Dataset records →
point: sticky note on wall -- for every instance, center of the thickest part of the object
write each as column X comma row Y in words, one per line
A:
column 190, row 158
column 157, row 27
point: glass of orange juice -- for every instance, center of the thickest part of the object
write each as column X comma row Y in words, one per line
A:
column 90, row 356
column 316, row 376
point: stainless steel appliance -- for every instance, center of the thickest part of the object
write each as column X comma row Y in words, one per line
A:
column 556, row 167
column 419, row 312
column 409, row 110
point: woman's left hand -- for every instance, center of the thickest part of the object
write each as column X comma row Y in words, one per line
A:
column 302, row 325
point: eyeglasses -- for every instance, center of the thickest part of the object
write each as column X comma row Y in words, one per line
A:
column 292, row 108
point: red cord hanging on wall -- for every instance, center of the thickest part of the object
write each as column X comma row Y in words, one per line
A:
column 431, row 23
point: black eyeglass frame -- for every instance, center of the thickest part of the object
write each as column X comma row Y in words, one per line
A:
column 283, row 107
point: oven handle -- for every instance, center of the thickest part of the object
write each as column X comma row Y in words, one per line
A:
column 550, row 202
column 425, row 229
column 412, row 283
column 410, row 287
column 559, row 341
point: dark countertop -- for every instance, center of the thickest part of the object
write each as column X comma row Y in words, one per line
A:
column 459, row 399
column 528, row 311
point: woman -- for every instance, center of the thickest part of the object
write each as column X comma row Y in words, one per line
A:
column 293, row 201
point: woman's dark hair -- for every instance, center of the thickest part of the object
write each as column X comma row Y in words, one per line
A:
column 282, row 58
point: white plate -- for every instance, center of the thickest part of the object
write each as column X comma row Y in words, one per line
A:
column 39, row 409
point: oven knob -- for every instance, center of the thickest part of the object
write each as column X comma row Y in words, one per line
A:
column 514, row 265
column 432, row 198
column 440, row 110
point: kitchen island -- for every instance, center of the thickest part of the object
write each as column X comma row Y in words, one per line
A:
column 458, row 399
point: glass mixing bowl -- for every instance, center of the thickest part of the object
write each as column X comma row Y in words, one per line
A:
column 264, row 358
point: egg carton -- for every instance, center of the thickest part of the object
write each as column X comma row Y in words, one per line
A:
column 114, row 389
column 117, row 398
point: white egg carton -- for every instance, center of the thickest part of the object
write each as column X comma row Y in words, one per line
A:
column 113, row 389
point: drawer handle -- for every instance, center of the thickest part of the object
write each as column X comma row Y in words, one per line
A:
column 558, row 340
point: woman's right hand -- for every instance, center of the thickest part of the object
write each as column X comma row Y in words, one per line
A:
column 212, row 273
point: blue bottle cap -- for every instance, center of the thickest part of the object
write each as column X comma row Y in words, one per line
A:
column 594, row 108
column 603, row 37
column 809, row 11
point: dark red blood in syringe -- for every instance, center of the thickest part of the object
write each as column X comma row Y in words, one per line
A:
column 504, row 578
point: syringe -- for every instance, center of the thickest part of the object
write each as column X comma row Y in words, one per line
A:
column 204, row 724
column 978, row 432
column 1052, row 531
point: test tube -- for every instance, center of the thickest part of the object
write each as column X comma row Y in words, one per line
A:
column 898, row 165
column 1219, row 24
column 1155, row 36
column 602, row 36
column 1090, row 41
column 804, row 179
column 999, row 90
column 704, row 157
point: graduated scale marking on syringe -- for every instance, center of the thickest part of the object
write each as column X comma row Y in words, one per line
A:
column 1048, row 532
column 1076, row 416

Task instructions →
Return all of the items above word for word, in their original order.

Task output →
point: sticky note on wall -- for every instance, center of the thickest part of the object
write each as column X comma row Y in words, one per line
A:
column 190, row 158
column 157, row 27
point: glass of orange juice -- for every instance, center of the thickest part of the object
write each as column X comma row Y in words, one per line
A:
column 90, row 356
column 316, row 376
point: stainless steel appliance -- for every instance, center of the thickest part of the object
write each as column X comma row Y in words, one per line
A:
column 556, row 167
column 419, row 312
column 409, row 110
point: woman's left hand -- for every instance, center of the thickest part of the object
write each as column X comma row Y in words, one per line
A:
column 302, row 325
point: eyeglasses -- for every instance, center of the thickest part of the object
write each as column X comma row Y in words, one per line
A:
column 292, row 108
point: red cord hanging on wall -- for every instance, center of the thickest part of the object
write each as column X comma row Y in words, one per line
A:
column 431, row 23
point: black eyeglass frame -- for every instance, center of the thickest part of the object
write each as column X comma row Y in words, one per line
A:
column 283, row 107
point: oven handle -- for every instance, center of the thickest part of the object
write each as column X comma row Y in words, one per line
A:
column 550, row 202
column 425, row 229
column 412, row 283
column 410, row 287
column 559, row 341
point: dark countertop -- for every instance, center of the thickest part of the object
write each as column X comma row Y in words, one per line
A:
column 459, row 399
column 528, row 311
point: woman -- for every instance, center of the thickest part of the object
write each as column X comma row Y in words, one per line
A:
column 293, row 201
point: woman's dark hair -- for every instance, center of the thickest part of the object
write each as column X comma row Y in words, one per line
A:
column 282, row 58
point: white plate -- for every instance, center of the thickest part of the object
write each as column X comma row Y in words, one per line
A:
column 39, row 409
point: oven knob -- for every instance, center of the thickest part of the object
write each as column X comma row Y in words, one per line
A:
column 514, row 265
column 432, row 198
column 440, row 110
point: kitchen island -- for every instance, center of the thickest part of the object
write each as column X comma row Y in words, one per line
A:
column 458, row 399
point: glass mixing bowl -- for every instance, center of the thickest part of the object
write each as column X comma row Y in words, one per line
A:
column 264, row 358
point: egg carton -- for every instance, center of the thickest part of the object
write each as column X comma row Y in words, one per line
A:
column 114, row 389
column 117, row 398
point: white egg carton -- for every instance, center of the thickest part of the object
write each as column X comma row Y in words, one per line
A:
column 113, row 389
point: drawer handle -- for every instance, center of the thickest part of the object
write each as column X comma row Y in words, one per line
A:
column 558, row 340
point: woman's right hand -- for every instance, center of the thickest part of the object
write each as column X comma row Y in words, one per line
A:
column 212, row 273
point: blue bottle cap -- for every instance, center of the thickest part of the object
write each as column X comma row Y in words, one per line
A:
column 594, row 108
column 603, row 37
column 809, row 11
point: dark red blood in syringe -- for every instance, center of the thickest part of the object
write each as column X comma row Y in words, one per line
A:
column 504, row 578
point: syringe -- for every instance, center of the thickest part of the object
write each as column X comma row Y in words, one per line
A:
column 204, row 724
column 978, row 432
column 1052, row 531
point: test tube -- for every instance, center of the thickest part of the object
write each as column X comma row Y in words, one per line
A:
column 898, row 165
column 1219, row 24
column 1155, row 36
column 602, row 36
column 1090, row 41
column 804, row 179
column 999, row 90
column 704, row 157
point: graduated scale marking on syringe -- for every instance, center of the thickest part of the object
write each as column X comma row Y in words, one per line
A:
column 1048, row 532
column 1076, row 416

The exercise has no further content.